**Try it:** List every building or structure mentioned in the passage about the man who died by suicide.

**Supplied passage:**
And sometimes, they didn't survive. Some of their life stories were too much for them. I will never forget one of them - one that the soul destroyers finally got. He kept trying to commit suicide. The second to last time (when he succeeded peacefully), I was called to a restaurant by some high school students. They stopped him from jumping off of a bridge and they took him to a restaurant and called me (24 hour pager) and the police. I worked with him and the police and persuaded him to go to the psychiatric facility in the ambulance by persuading him that he owed at least that to the students. He had scared them completely (I stayed behind after he was in the ambulanced and "debriefed" them). They had known him because he had gone to their high school to talk about the problem of drug addiction. I saw him the next day and the day after that he called me because he was going to discharge himself against the doctor's wishes. What was important to him was that he was going to wait until the doctor arrived and tell her what he was going to do. He told me that if it wasn't for me, he would just have left. I agreed to pick him up and take him "home". My job in all of this was not to talk him out of suicide, my job was to listen to him and respect his wishes. What I did manage to do was get him to understand the impact that his suicide was going to have on the people around him. He was Roman Catholic, and while he couldn't give a damn about the church or god, he cared about his mother and those students. He just couldn't take the final blow of this disease. The soul destroyers (and there were many of them) had taken too much. He finally managed to find a way to die so that most people just thought he died naturally and I doubt anyone could ever argue differently. He had a Roman Catholic funeral and every AIDS day for the next couple of years, I always spent some time with his mother after the service. The Powers That Be, the universe, (whatever we call it) will make sure that his soul now has found its way back to the peace that he had a right to.

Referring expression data
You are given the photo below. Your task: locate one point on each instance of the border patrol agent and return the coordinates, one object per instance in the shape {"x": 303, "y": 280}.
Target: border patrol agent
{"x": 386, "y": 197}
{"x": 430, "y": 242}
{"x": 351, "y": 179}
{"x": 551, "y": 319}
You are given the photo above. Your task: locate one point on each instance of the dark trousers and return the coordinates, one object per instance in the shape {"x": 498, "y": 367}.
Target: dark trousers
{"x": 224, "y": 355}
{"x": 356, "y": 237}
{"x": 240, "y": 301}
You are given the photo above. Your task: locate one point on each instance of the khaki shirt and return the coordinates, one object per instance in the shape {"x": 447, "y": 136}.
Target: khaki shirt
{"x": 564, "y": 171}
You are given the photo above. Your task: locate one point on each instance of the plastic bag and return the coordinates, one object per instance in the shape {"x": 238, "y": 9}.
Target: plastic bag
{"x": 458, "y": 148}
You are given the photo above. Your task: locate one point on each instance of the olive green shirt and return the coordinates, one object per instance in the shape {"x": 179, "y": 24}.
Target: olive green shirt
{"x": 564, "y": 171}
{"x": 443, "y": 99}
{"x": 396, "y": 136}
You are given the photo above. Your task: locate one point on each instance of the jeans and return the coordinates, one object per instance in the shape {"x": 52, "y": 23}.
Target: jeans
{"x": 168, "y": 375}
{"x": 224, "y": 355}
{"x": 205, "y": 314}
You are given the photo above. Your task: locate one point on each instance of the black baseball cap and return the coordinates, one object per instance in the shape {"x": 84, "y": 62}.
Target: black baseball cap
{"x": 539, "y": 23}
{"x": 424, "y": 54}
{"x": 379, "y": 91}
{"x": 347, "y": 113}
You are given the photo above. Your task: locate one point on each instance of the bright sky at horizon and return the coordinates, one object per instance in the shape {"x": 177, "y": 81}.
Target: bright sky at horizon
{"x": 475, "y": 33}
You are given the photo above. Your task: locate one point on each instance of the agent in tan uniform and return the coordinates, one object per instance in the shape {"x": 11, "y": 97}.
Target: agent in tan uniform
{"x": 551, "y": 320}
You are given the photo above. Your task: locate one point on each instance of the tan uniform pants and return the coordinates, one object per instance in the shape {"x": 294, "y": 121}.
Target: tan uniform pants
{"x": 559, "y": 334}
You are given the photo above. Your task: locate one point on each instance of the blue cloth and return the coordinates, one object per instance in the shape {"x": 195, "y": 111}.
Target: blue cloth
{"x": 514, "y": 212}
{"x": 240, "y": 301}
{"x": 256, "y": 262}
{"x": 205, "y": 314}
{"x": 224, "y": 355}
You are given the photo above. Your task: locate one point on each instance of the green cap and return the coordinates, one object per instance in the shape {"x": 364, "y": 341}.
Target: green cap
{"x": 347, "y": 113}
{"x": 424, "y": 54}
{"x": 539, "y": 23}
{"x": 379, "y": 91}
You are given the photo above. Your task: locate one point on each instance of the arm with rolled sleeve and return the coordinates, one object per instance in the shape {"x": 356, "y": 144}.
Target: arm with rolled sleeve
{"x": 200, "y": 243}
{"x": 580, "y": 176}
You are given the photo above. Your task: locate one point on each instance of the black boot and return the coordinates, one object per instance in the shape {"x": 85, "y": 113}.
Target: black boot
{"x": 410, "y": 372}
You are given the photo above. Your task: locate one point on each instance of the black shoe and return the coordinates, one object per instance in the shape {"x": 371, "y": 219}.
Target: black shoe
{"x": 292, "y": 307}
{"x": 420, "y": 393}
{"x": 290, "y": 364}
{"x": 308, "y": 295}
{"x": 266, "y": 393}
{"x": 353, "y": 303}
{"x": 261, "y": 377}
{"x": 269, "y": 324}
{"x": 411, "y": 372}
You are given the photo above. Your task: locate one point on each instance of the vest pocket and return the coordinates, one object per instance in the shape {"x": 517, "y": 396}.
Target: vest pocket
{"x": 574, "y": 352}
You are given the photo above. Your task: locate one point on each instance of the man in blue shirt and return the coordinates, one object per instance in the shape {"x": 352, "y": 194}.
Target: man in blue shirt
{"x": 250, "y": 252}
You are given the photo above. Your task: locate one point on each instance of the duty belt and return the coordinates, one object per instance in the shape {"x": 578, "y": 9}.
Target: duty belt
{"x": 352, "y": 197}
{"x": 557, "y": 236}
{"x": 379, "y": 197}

**Exercise response:** a bridge, a restaurant, the psychiatric facility, their high school